> [TEXTE FOURNI]:
━━━━━━━━━━━━━━━━━━━━
Proverbes (Page 13:511)

Proverbes, (Théol.) nom d'un des livres canoniques de l'ancien testament. C'est un recueil des sentences morales & de maximes de conduite pour tous les états de la vie, que l'on attribue à Salomon.

Cependant quelques critiques, & entr'autres Grotius, ont douté que Salomon fût l'auteur de ce livre. Ils avouent que ce prince fit faire pour son usage une compilation de ce qu'il y avoit alors de plus beau en fait de morale dans les anciens écrivains de sa nation, mais que sous Ezéchias on grossit ce recueil de ce qui avoit été écrit d'utile depuis Salomon, & que ce furent Eliacim, Sobna & Joaké qui firent alors cette compilation. Grotius apporte en preuve de cette opinion, qu'on remarque dans les diverses parties de ce livre une différence palpable de style. Les neufs premiers chapitres qui ont pour titre paraboles de Salomon, sont écrits en forme de discours suivi; mais au chap. X. quoique ce soit le même titre, le style est tout nouveau, coupé & plein d'antitheses: ce qui continue jusqu'au verset 17 du chap. xxij. où l'on trouve un style plus semblable à celui des neuf premiers chapitres; mais il redevient court & sententieux au vingt - troisieme verset du chap. xxjv. Enfin au commencement du chap. xxv. on lit ces mots: voici les paroles qui furent recueillies & compilées par les gens d'Ezéchias, roi de Juda. Ce recueil va jusqu'au chap. xxx. On y lit: discours d'Agur, fils de Joaké. Enfin le chap. xxxj. & dernier a pour titre, discours du roi Lamuel.
━━━━━━━━━━━━━━━━━━━━
> [EXTRAITS DE DONNÉES]:
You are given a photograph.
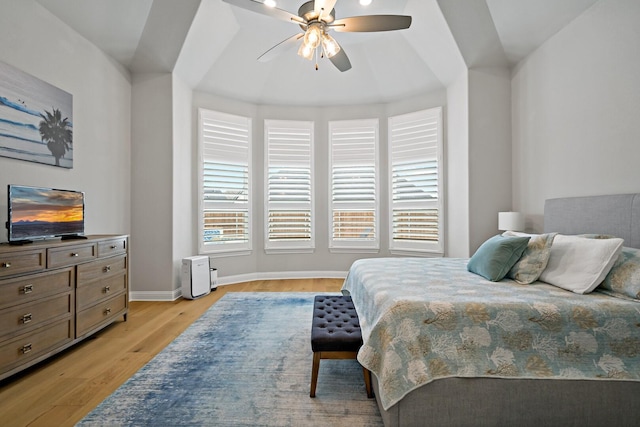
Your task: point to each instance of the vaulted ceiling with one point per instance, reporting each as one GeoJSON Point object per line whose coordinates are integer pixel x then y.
{"type": "Point", "coordinates": [213, 46]}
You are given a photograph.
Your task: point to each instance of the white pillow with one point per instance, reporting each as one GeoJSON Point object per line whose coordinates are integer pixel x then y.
{"type": "Point", "coordinates": [579, 264]}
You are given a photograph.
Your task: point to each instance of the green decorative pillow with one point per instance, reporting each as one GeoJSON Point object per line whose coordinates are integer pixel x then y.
{"type": "Point", "coordinates": [534, 258]}
{"type": "Point", "coordinates": [624, 277]}
{"type": "Point", "coordinates": [495, 257]}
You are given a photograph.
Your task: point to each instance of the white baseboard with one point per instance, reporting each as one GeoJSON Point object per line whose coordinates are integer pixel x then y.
{"type": "Point", "coordinates": [230, 280]}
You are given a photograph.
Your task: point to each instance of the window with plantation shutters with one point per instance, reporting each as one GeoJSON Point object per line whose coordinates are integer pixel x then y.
{"type": "Point", "coordinates": [415, 167]}
{"type": "Point", "coordinates": [289, 185]}
{"type": "Point", "coordinates": [353, 208]}
{"type": "Point", "coordinates": [225, 190]}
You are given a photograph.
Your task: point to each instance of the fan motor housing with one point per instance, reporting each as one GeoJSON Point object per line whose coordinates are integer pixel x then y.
{"type": "Point", "coordinates": [307, 12]}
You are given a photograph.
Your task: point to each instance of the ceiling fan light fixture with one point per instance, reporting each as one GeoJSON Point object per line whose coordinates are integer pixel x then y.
{"type": "Point", "coordinates": [313, 35]}
{"type": "Point", "coordinates": [329, 45]}
{"type": "Point", "coordinates": [306, 51]}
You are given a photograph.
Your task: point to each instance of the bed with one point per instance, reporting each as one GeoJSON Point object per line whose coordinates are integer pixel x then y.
{"type": "Point", "coordinates": [449, 347]}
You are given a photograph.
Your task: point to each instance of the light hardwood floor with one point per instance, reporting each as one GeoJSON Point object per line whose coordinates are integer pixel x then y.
{"type": "Point", "coordinates": [63, 389]}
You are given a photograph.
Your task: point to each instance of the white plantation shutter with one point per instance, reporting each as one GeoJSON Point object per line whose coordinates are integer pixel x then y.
{"type": "Point", "coordinates": [225, 191]}
{"type": "Point", "coordinates": [353, 146]}
{"type": "Point", "coordinates": [415, 164]}
{"type": "Point", "coordinates": [289, 185]}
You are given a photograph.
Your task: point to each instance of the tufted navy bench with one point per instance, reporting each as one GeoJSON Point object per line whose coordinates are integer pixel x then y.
{"type": "Point", "coordinates": [335, 334]}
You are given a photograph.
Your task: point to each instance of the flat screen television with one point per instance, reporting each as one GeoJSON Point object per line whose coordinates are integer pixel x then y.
{"type": "Point", "coordinates": [41, 213]}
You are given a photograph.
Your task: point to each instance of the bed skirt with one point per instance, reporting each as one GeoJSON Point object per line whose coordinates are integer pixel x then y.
{"type": "Point", "coordinates": [516, 402]}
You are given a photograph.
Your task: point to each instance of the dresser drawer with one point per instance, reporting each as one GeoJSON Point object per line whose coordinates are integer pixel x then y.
{"type": "Point", "coordinates": [102, 313]}
{"type": "Point", "coordinates": [112, 247]}
{"type": "Point", "coordinates": [100, 269]}
{"type": "Point", "coordinates": [25, 317]}
{"type": "Point", "coordinates": [20, 262]}
{"type": "Point", "coordinates": [70, 255]}
{"type": "Point", "coordinates": [100, 290]}
{"type": "Point", "coordinates": [28, 288]}
{"type": "Point", "coordinates": [24, 348]}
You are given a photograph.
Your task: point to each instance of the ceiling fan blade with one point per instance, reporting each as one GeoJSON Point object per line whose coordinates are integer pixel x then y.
{"type": "Point", "coordinates": [280, 47]}
{"type": "Point", "coordinates": [322, 8]}
{"type": "Point", "coordinates": [273, 12]}
{"type": "Point", "coordinates": [370, 23]}
{"type": "Point", "coordinates": [341, 60]}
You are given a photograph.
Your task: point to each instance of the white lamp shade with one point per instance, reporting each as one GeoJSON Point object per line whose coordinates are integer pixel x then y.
{"type": "Point", "coordinates": [513, 221]}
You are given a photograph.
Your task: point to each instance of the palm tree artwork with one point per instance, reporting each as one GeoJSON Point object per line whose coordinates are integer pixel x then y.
{"type": "Point", "coordinates": [56, 132]}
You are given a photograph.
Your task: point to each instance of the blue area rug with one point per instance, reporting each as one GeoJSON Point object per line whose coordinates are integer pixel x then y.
{"type": "Point", "coordinates": [245, 362]}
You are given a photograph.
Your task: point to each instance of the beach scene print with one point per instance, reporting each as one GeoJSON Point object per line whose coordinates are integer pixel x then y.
{"type": "Point", "coordinates": [36, 119]}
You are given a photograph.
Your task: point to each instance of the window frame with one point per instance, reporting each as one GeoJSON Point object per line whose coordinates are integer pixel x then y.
{"type": "Point", "coordinates": [356, 245]}
{"type": "Point", "coordinates": [235, 247]}
{"type": "Point", "coordinates": [414, 246]}
{"type": "Point", "coordinates": [302, 245]}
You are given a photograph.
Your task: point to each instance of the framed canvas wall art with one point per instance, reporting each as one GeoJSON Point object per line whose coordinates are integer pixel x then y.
{"type": "Point", "coordinates": [36, 119]}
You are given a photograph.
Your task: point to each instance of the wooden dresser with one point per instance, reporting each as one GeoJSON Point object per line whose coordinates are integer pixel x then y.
{"type": "Point", "coordinates": [55, 293]}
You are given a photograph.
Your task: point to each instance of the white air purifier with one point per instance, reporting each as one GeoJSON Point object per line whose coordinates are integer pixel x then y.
{"type": "Point", "coordinates": [196, 282]}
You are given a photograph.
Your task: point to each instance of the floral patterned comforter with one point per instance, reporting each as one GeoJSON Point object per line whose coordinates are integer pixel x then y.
{"type": "Point", "coordinates": [424, 319]}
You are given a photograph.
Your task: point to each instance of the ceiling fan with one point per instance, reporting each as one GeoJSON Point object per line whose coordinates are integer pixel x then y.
{"type": "Point", "coordinates": [316, 18]}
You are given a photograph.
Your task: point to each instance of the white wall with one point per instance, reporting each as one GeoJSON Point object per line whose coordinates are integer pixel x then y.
{"type": "Point", "coordinates": [184, 159]}
{"type": "Point", "coordinates": [575, 105]}
{"type": "Point", "coordinates": [33, 40]}
{"type": "Point", "coordinates": [152, 186]}
{"type": "Point", "coordinates": [489, 151]}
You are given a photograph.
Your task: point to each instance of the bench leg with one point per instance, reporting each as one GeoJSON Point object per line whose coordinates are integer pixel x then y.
{"type": "Point", "coordinates": [367, 382]}
{"type": "Point", "coordinates": [314, 373]}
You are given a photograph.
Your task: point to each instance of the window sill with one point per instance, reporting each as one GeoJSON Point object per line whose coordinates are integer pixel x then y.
{"type": "Point", "coordinates": [354, 250]}
{"type": "Point", "coordinates": [273, 251]}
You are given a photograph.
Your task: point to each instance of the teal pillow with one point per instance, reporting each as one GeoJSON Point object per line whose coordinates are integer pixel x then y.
{"type": "Point", "coordinates": [495, 257]}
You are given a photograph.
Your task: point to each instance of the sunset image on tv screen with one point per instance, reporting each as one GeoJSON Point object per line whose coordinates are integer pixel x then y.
{"type": "Point", "coordinates": [38, 212]}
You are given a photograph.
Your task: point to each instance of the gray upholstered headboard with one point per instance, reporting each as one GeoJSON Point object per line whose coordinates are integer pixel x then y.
{"type": "Point", "coordinates": [617, 215]}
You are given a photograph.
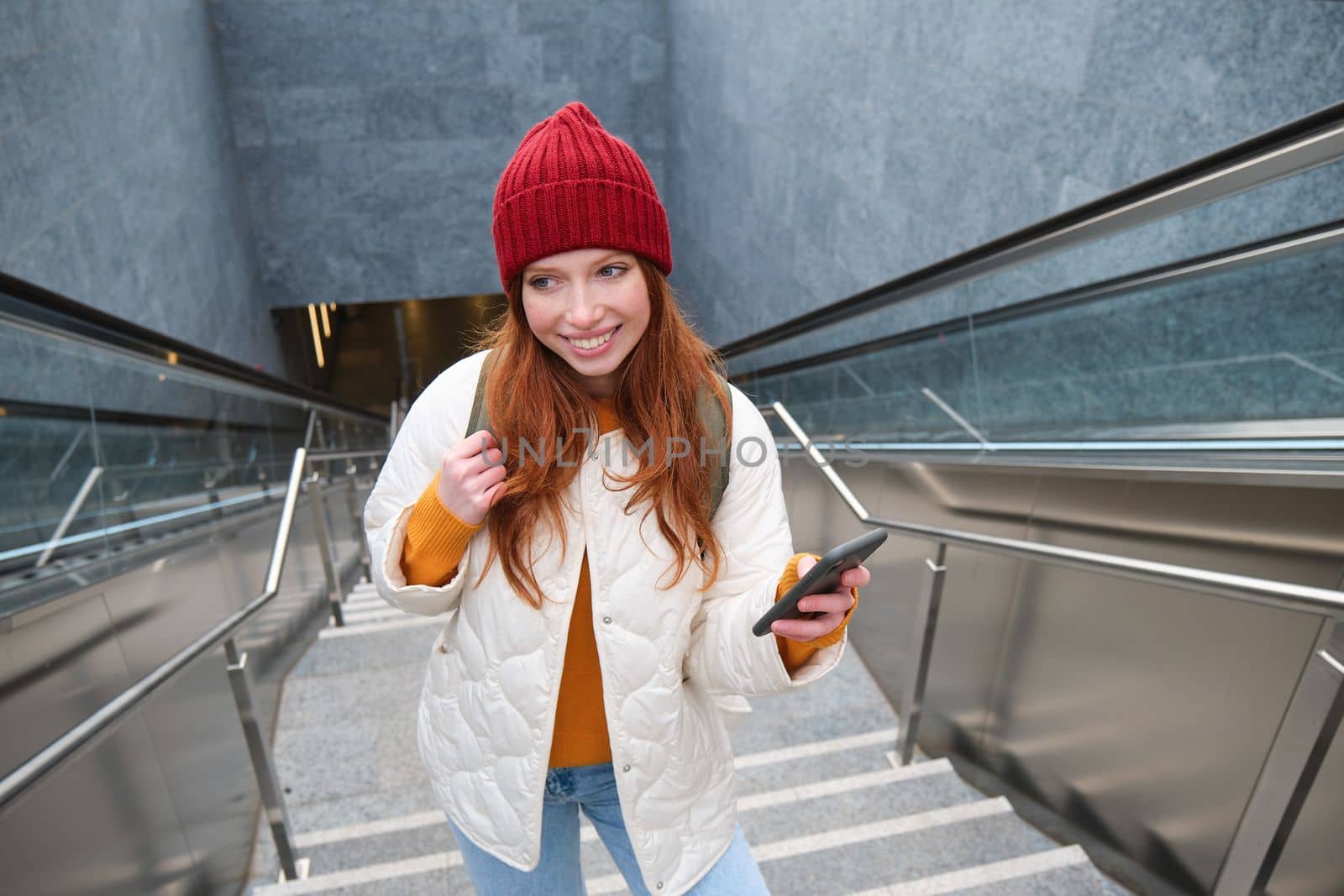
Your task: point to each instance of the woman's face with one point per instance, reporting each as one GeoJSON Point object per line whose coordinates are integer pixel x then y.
{"type": "Point", "coordinates": [591, 307]}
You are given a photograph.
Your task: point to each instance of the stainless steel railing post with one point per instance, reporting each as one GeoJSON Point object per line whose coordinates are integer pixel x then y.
{"type": "Point", "coordinates": [365, 559]}
{"type": "Point", "coordinates": [324, 547]}
{"type": "Point", "coordinates": [921, 651]}
{"type": "Point", "coordinates": [272, 795]}
{"type": "Point", "coordinates": [1294, 758]}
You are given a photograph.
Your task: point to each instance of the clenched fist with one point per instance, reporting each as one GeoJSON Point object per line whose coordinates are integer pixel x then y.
{"type": "Point", "coordinates": [468, 485]}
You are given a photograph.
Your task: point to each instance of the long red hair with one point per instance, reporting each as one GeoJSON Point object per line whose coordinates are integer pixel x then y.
{"type": "Point", "coordinates": [535, 396]}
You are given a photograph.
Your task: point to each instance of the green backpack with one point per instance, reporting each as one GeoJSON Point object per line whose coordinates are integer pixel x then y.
{"type": "Point", "coordinates": [714, 417]}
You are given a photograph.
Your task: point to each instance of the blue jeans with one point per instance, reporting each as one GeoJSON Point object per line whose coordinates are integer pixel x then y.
{"type": "Point", "coordinates": [558, 873]}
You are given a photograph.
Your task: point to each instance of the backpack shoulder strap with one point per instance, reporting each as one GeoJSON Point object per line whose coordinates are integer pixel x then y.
{"type": "Point", "coordinates": [480, 418]}
{"type": "Point", "coordinates": [717, 418]}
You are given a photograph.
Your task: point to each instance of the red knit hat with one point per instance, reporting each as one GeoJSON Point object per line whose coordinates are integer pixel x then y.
{"type": "Point", "coordinates": [575, 186]}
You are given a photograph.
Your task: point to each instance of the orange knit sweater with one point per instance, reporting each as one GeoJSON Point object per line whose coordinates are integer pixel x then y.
{"type": "Point", "coordinates": [436, 540]}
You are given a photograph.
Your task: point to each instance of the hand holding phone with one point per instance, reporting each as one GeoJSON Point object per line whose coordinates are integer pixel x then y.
{"type": "Point", "coordinates": [820, 590]}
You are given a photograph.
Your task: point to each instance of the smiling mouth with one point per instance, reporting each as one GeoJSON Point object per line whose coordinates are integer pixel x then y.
{"type": "Point", "coordinates": [597, 342]}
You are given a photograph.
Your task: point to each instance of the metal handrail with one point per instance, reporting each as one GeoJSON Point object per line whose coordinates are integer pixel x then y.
{"type": "Point", "coordinates": [1240, 587]}
{"type": "Point", "coordinates": [29, 774]}
{"type": "Point", "coordinates": [1296, 147]}
{"type": "Point", "coordinates": [1314, 715]}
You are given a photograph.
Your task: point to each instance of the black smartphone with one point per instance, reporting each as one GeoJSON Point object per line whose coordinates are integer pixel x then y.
{"type": "Point", "coordinates": [823, 578]}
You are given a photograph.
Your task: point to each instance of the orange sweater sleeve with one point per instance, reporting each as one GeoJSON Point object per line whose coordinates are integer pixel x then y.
{"type": "Point", "coordinates": [436, 540]}
{"type": "Point", "coordinates": [795, 653]}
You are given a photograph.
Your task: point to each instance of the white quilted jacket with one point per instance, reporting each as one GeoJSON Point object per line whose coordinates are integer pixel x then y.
{"type": "Point", "coordinates": [669, 658]}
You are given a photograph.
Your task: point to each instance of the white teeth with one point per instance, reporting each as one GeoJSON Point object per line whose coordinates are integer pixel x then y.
{"type": "Point", "coordinates": [593, 343]}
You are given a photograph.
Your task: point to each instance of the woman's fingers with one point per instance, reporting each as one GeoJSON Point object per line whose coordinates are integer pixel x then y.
{"type": "Point", "coordinates": [857, 577]}
{"type": "Point", "coordinates": [832, 609]}
{"type": "Point", "coordinates": [835, 602]}
{"type": "Point", "coordinates": [808, 629]}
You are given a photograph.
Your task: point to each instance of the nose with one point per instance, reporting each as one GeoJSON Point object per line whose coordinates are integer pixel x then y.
{"type": "Point", "coordinates": [586, 308]}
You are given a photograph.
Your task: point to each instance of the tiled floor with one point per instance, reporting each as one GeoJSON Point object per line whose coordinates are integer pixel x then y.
{"type": "Point", "coordinates": [824, 809]}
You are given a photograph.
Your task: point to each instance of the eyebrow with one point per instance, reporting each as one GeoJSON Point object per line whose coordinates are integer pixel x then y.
{"type": "Point", "coordinates": [601, 262]}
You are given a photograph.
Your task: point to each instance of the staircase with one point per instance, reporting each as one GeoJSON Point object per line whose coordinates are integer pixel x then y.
{"type": "Point", "coordinates": [824, 805]}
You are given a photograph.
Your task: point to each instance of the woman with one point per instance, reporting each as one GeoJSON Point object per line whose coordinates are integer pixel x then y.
{"type": "Point", "coordinates": [595, 611]}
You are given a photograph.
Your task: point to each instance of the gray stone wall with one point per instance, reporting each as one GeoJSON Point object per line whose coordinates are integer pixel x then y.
{"type": "Point", "coordinates": [118, 170]}
{"type": "Point", "coordinates": [373, 132]}
{"type": "Point", "coordinates": [817, 149]}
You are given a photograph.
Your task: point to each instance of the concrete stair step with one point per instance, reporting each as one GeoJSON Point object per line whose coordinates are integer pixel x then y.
{"type": "Point", "coordinates": [873, 790]}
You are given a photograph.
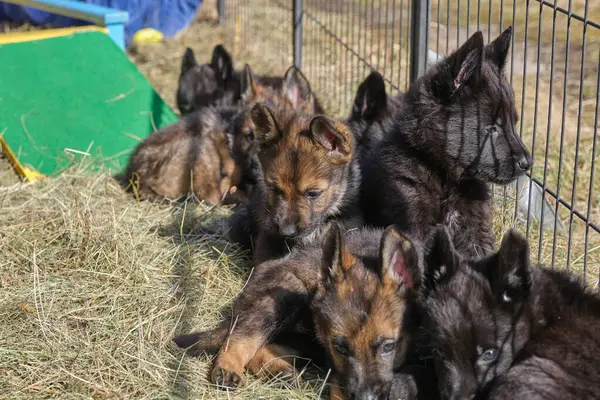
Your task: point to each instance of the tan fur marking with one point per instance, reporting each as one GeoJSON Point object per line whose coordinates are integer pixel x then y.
{"type": "Point", "coordinates": [236, 353]}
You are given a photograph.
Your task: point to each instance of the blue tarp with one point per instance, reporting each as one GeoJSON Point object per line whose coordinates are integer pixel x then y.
{"type": "Point", "coordinates": [167, 16]}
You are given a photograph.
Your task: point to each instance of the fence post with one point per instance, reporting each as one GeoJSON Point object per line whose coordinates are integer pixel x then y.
{"type": "Point", "coordinates": [419, 38]}
{"type": "Point", "coordinates": [221, 10]}
{"type": "Point", "coordinates": [297, 32]}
━━━━━━━━━━━━━━━━━━━━
> [CONSIGNES]:
[A] Dans l'article sur le livre des Proverbes, quel est le titre du dernier chapitre ?
[B] D'après l'article sur le livre des Proverbes, sur quoi Grotius se fonde-t-il pour douter que Salomon soit l'auteur de ce livre ? Répondez en une à trois phrases.
[C] Prolongez l'article sur le livre des Proverbes à partir de sa dernière phrase.

> [RÉPONSES]:
[A] Le dernier chapitre a pour titre « discours du roi Lamuel ».

[B] Grotius invoque une différence palpable de style entre les diverses parties du livre. Les neuf premiers chapitres sont écrits en forme de discours suivi, alors qu'à partir du chapitre X le style devient coupé et plein d'antithèses, bien que le titre reste le même.

[C]
De tout cela il paroit certain que le livre des proverbes, en l'état où nous l'avons aujourd'hui, est une compilation d'une partie des proverbes de Salomon faite par plusieurs personnes; mais on n'en peut pas conclure que l'ouvrage ne soit pas de ce prince. Inspiré par le St. Esprit il avoit écrit jusqu'à trois mille paraboles, comme il est rapporté dans le III. liv. des Rois, c. iv. v. 32. Diverses personnes en purent faire des recueils, entr'autres, Ezéchias, Agur, Esaïe, Eidras, & de ces différens recueils on a composé l'ouvrage que nous avons.

On ne doute pas de la canonicité du livre des proverbes. Théodore de Mopsueste, parmi les anciens, & entre les modernes, l'auteur d'une lettre insérée dans les sentimens de quelques théologiens de Hollande, sont les seuls qui l'ayent révoquée en doute, & qui ayent prétendu que Salomon avoit composé cet ouvrage par une pure industrie humaine.

Les Hébreux appellent ce livre , misle ou mischle, ce que les Grecs ont rendu par PARABOLAI, paraboles. La version grecque de ce livre s'éloigne assez souvent de l'hébreu, & ajoute un assez grand nombre de versets qui ne sont pas dans l'original. Le grec de l'édition romaine renferme diverses transpositions de chapitres entiers. On ne sait d'où viennent ces dérangemens. Dans les anciennes éditions latines on trouve aussi plusieurs versets ajoutés, mais que l'on a retranchés depuis saint Jérome. Calmet, dictionn. de la bibl. Tom. III. p. 298.

Proverbe (Page 13:511)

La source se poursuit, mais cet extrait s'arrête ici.